::: Supplied passage :::

# E-Bikes demos at Outerbike Moab 2019?



## Jack7782 (Jan 1, 2009)

I am in the market for a new E-Bike. I am thinking of attending Outerbike Moab next month. Does anyone know if the demo E-Bikes will be allowed on the singletracks with all the other bikes? If so, does the organizer have the ability to shuttle E-Bikes. etc?

I would hate to spend $240 for the full Outerbike demo package just to find out that I have to ride the E-Bike on nearby Moto trails or worst yet in the event parking lot etc.

PS: I am aware of the very recent BLM ruling and so the timing of this may be up in the air


----------



## honkinunit (Aug 6, 2004)

It is doubtful that ebikes will have full access to the trails in just a few weeks. While the vast majority of the trails around Moab are on BLM, and the Department of the Interior says eMTBs = MTBs, there is a core group of people in Moab who are *very* anti-ebike, and I am sure they will do everything they can to block access to the popular BLM trails near where Outerbike is held, like Mag7, the far north trails, Navajo Rocks, and Ahab. Even the Bar-M trails have been off limits in the past. 

At Outerbike in Moab the past few years, ebikes were stuck riding around on a couple of lame dirt roads. Nothing even remotely technical or challenging, you could easily drive a Subaru on them. You can call Western Spirit, the people who put on Outerbike, and ask them if there will be anything different this year, but don't hold your breath. As I said, they *really* *really* hate ebikes in Moab. You can't even ride an ebike on the paved trails in Moab. You ride with the Cars, UTVs, ATVs, Jeeps and Motorcycles or you don't ride, with the sole exception being Dead Horse Point State Park.

:::

▶ **Task a**: In the forum thread about e-bike demos at Outerbike Moab, how much does the full Outerbike demo package cost?

::: Data listing :::

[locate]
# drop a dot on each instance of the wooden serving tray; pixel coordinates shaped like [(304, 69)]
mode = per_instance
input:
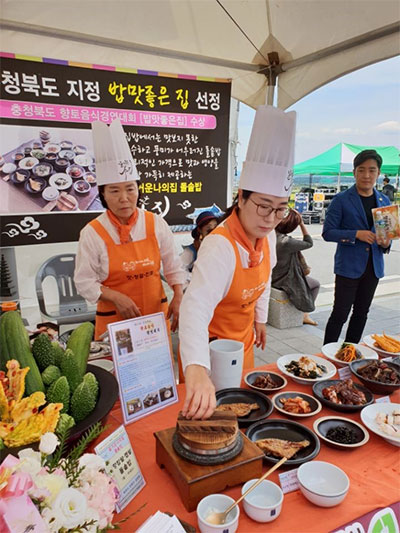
[(195, 481)]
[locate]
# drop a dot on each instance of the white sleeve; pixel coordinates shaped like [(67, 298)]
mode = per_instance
[(262, 304), (171, 263), (89, 265), (211, 279)]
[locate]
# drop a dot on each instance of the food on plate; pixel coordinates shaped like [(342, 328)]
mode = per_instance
[(240, 409), (295, 405), (344, 393), (379, 371), (389, 423), (264, 382), (342, 435), (35, 185), (348, 353), (387, 343), (281, 447), (306, 367)]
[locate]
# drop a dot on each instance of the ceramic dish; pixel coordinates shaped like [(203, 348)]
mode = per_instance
[(275, 428), (315, 405), (322, 425), (20, 176), (50, 193), (82, 187), (319, 387), (369, 341), (42, 182), (27, 163), (83, 159), (279, 380), (377, 387), (287, 359), (368, 418), (237, 395), (61, 181), (330, 350)]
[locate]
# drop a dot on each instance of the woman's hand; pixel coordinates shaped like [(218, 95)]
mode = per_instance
[(200, 399), (173, 308), (126, 307), (261, 334)]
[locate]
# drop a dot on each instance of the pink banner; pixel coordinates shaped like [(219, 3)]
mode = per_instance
[(66, 113)]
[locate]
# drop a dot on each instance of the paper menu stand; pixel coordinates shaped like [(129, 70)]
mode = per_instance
[(122, 465), (143, 365)]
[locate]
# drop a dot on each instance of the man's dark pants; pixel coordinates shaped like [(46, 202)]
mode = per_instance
[(350, 292)]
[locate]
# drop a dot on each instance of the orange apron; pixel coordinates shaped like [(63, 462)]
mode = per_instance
[(134, 270), (234, 315)]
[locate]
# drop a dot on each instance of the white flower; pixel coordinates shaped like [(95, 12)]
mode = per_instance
[(70, 508), (48, 443), (29, 462), (92, 462)]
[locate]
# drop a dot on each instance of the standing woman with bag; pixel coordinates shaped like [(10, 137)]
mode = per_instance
[(291, 272)]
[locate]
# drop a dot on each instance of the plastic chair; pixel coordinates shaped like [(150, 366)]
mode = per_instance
[(72, 307)]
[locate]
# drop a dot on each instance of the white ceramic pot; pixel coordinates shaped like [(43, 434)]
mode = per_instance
[(226, 363)]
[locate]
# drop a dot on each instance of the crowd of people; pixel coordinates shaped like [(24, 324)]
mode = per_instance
[(221, 283)]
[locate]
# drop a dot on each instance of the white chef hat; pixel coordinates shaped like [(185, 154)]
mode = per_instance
[(268, 168), (114, 162)]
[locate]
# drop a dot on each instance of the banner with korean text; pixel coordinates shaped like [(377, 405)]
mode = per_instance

:::

▶ **Task b**: Start at the first of the entries and end at the line that contains "[(262, 304), (171, 263), (89, 265), (211, 279)]". Write those lines out again with "sleeve" swapped for "cuff", change nothing else, and leave the pictures out.

▶ **Output a**: $240

▶ **Output b**:
[locate]
# drop a dot on each instance of the wooden serving tray; pixel coordinates shaped like [(304, 69)]
mode = per_instance
input:
[(195, 481)]
[locate]
# drop a dot on each instance of the white cuff; pixel coordinates shaped like [(67, 298)]
mode = per_instance
[(262, 304), (171, 263), (89, 265), (211, 279)]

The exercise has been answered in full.